━━━ Excerpt provided ━━━

Sales tax nexus represents the level of connection between a taxing jurisdiction and an entity, such as your business. Until this connection is established, the taxing jurisdiction cannot require your entity to collect or remit sales tax. Although the U.S. Constitution and various U.S. Supreme Court decisions stipulate that a substantial physical presence is required to establish sales tax nexus, there is no shared definition of what constitutes physical presence and while certain activities clearly create sales tax nexus, state interpretations are vague and ever-changing.
Once sales tax nexus is established, you must register immediately with the taxing jurisdiction. If sales tax nexus was created in the past, it is important to know that states can assess tax on non-registered entities back to the date sales tax nexus was established, plus penalties and interest. And since sales over the Internet are not protected under the Internet Tax Freedom Act (a common misconception), and the establishment of various “remote seller nexus laws” has increased the likelihood that internet sales could create nexus, the underpayment exposure may be much larger than expected.
The U.S. Supreme Court’s June 21, 2018 decision in the South Dakota v. Wayfair case has led to the proliferation of economic nexus and marketplace nexus legislation across the U.S. With this comes an increased risk of nexus exposure for many companies. If you need an expert analysis of your nexus exposure post-Wayfair, you can sign up for a Wayfair Risk Analysis consultation with Diane Yetter.

━━━

§ **Requirement A**
In the sales tax nexus text, on what date did the U.S. Supreme Court decide South Dakota v. Wayfair?
§ **Requirement B**
Find each line in the records that contains the word "indicate" and copy those lines.
The sales tax nexus text and the records that come after it are unrelated material.

━━━ Entries shown ━━━

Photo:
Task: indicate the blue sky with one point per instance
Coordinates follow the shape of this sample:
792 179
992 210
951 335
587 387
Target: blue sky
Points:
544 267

━━━
━━━ Entries shown ━━━

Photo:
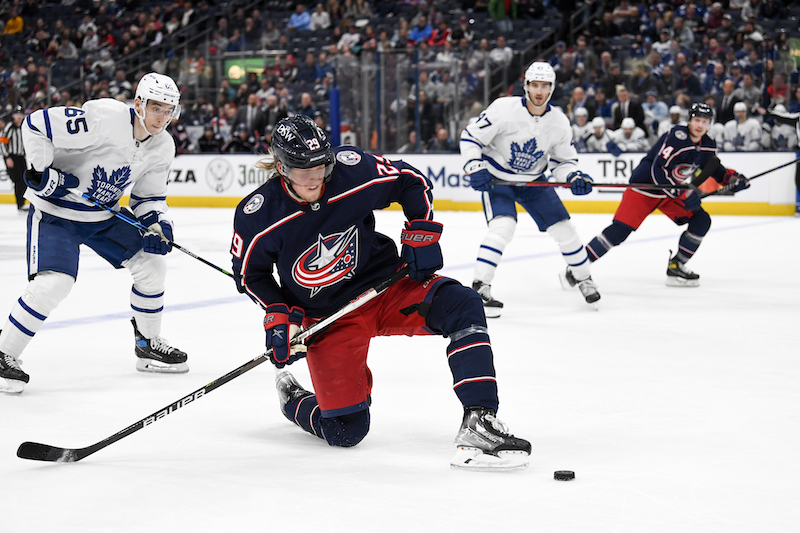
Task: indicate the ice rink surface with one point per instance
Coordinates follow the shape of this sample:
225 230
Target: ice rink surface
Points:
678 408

━━━

§ **Response A**
June 21, 2018.

§ **Response B**
Task: indicate the blue sky with one point per instance
Task: indicate the ice rink surface with one point per instance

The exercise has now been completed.